▸ **EXERCISE OBJECTIVE**:
Collect every line below that contains the word "door".

··· RECORD SET

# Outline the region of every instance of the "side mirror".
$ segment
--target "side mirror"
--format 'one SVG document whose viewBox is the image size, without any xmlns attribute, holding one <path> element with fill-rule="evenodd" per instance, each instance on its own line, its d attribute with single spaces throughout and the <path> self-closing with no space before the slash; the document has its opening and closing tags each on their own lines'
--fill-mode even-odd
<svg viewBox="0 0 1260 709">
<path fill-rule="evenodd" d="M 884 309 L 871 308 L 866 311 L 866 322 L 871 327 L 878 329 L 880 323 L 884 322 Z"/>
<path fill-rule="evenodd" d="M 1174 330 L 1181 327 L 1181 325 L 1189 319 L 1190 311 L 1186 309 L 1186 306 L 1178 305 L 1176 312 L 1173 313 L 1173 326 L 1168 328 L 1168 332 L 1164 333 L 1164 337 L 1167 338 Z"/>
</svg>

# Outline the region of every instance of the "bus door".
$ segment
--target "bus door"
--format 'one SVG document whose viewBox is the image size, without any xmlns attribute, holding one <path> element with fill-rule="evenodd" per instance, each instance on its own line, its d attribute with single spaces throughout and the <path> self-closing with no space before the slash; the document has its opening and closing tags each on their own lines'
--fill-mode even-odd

······
··· RECORD SET

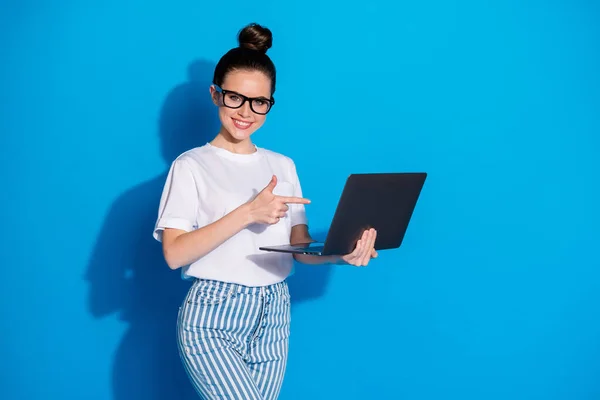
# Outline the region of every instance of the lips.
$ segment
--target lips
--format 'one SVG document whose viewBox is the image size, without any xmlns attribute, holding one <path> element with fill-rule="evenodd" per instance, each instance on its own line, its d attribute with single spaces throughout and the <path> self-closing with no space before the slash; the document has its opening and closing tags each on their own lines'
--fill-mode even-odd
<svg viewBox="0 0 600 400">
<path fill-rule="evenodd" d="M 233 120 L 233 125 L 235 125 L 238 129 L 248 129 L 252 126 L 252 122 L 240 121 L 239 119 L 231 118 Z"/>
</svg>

······

▸ **TASK RESULT**:
# Outline the region of every instance of the "bus door".
--target "bus door"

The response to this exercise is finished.